▶ [Task]:
Pictures are to be left out, and every entry repeated exactly.

----

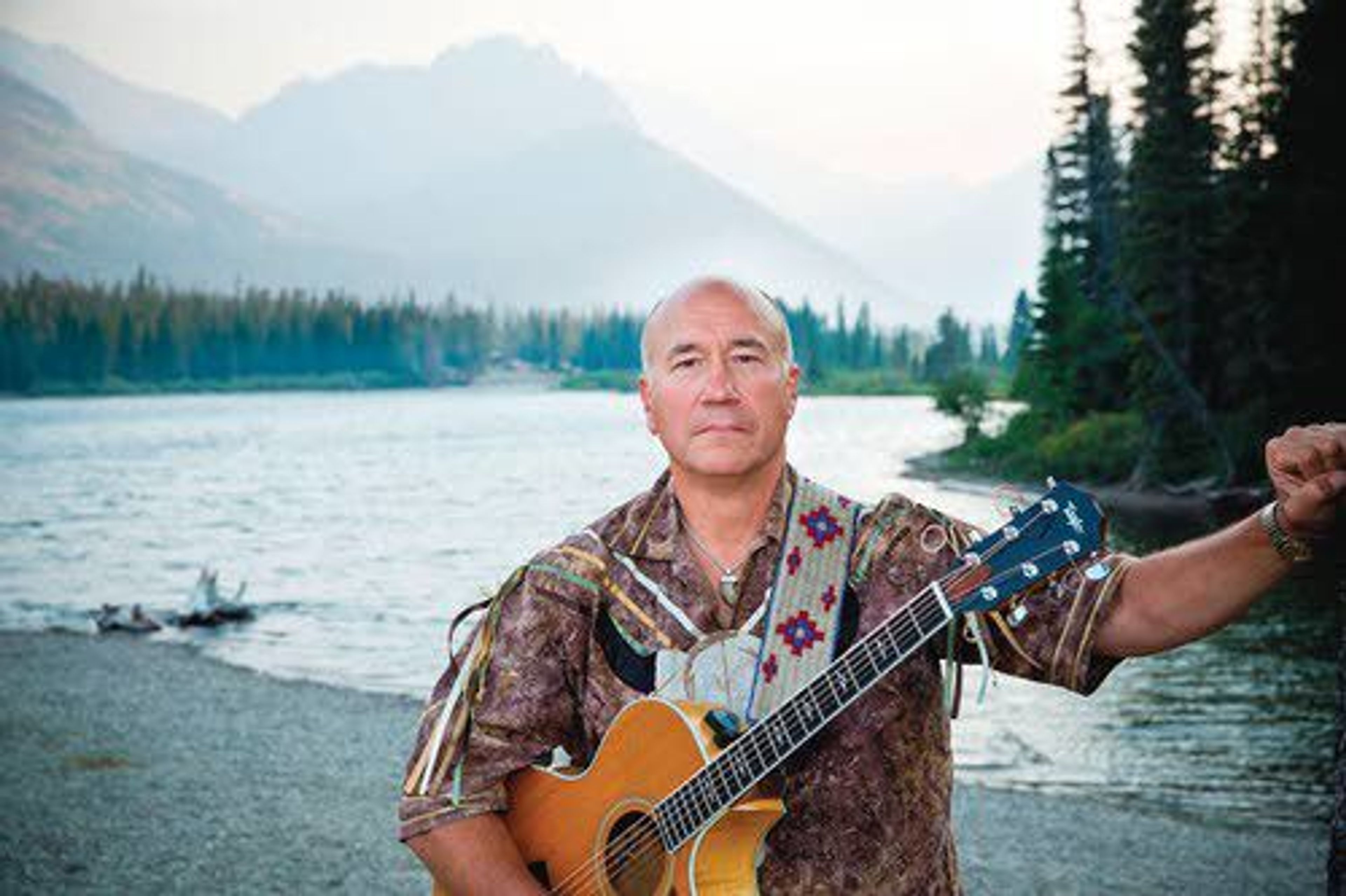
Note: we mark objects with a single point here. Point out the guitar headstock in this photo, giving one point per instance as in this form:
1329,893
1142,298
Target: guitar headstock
1056,531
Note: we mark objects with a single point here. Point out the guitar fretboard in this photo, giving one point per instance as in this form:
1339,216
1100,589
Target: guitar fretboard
769,743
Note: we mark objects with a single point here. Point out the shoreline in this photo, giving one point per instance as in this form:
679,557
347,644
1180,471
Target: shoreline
1190,508
135,767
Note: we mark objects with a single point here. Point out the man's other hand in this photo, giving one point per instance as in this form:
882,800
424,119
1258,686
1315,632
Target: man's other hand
1307,469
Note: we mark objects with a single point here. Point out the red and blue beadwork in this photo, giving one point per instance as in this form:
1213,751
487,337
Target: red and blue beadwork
822,525
800,633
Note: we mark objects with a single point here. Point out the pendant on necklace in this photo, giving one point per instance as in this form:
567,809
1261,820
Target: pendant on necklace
730,588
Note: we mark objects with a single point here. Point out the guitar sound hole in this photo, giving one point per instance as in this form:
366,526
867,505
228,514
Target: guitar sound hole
634,856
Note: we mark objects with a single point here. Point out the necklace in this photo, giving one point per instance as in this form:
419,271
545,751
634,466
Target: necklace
729,572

----

▶ [Worked solution]:
Note: we mark objects with a single point here. Point out the guitar headstock in this photo, giving one point per instance as in this form:
1329,893
1142,298
Target: guitar headstock
1056,531
Note: we mark objects with a single point here. Point out the guitar fretboard in this photo, giving one point per instance as in this form:
1339,216
1100,589
Target: guitar fretboard
769,743
Note: we mark objects with a single point here. Point out the shoreline in this photo, giving one point per instance as in this form:
679,557
347,644
1180,471
Target: shoreline
1190,508
135,767
Note: we mark objects with a single point here. Point out the man's other hand in this photo, giving one point per instance as in this form:
882,800
424,119
1258,686
1315,632
Target: man's other hand
1307,469
Note: we mark objects with a single point here. Point out the red and blue beadwork in this photo, giving one point per instance as in this form:
1213,751
487,337
Target: red and blue beadwork
822,525
800,633
Note: we mark objects with a single point here. Point out the pendant on necklace in this photo, giving one point per instance as in this form:
567,809
1261,820
Target: pendant on necklace
730,588
Note: we mark objects with a single point here. Point out the guitar sound hole in this photo, giving one point per instance as in this form:
366,526
867,505
228,514
Target: guitar sound hole
634,856
Note: we mark objects with a single point here. Point out the necklace in this photo, giving one point per instance as in this form:
419,271
545,751
634,466
Target: necklace
729,572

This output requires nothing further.